Every time you see some new beauty of the islands.

The other thing that will take you breath away is getting your credit card statement next month.  :hysterical: 


Sterling


----------



## taffy19 (Mar 30, 2011)

Born2Travel said:


> Emmy, sorry to hear you are not feeling well, but hopefully will be soon and can enjoy the remainder of your trip. We will be there 4/8  - I am sooooo looking forward to sunshine and warm weather - it feels like it's been rainy and gray here forever. Best Wishes for a speedy recovery to you both.


Thanks Cathi. We hope to meet up again this year for the third time.  I haven't heard of any TUGgers being on Maui this year like the last few times. What happened, Denise L and Rick and Cindy?

The weather was very nice today and this was the first time that we felt like taking a drive and went to the Ma'alaea Bay Harbor where they had some damage from the tsunami recently. We had lunch at Buzz's Wharf. 

We also stopped by the whale watch boats to see if they are still seeing whales. They saw a bunch today so that is good news. What was the name of the company you recommended last year? We liked them very much but if I remember right, they go from Lahaina only. We always like to go with the Pacific Whale Foundation at least once.

We have something very special planned for tomorrow and will write about it later.


----------



## taffy19 (Mar 30, 2011)

nygiants11991 said:


> I am so sorry you weren't feeling well for the first part of your trip. Is that the Lahaina building at the Ocean Club? What room were you in? The veiw looks like the one we had, but we were on the second floor.


Yes, it is the Lahaina building. Our fixed unit is on the 8th floor on the corner where the Hyatt is. It is #8210. We had the 2 BR unit all by ourselves but it came in handy after-all because we both had a bad cold but I had the coughing spells that my husband didn't hear in the second bedroom.

Collected data.
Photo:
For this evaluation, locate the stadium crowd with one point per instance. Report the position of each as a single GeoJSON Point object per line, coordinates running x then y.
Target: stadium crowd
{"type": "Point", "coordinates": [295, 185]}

What needs to be done. Repeat the passage of the Maui trip forum thread word for word, starting with "The weather was" and going on through "at Buzz's Wharf.".

Answer to the exercise.
The weather was very nice today and this was the first time that we felt like taking a drive and went to the Ma'alaea Bay Harbor where they had some damage from the tsunami recently. We had lunch at Buzz's Wharf.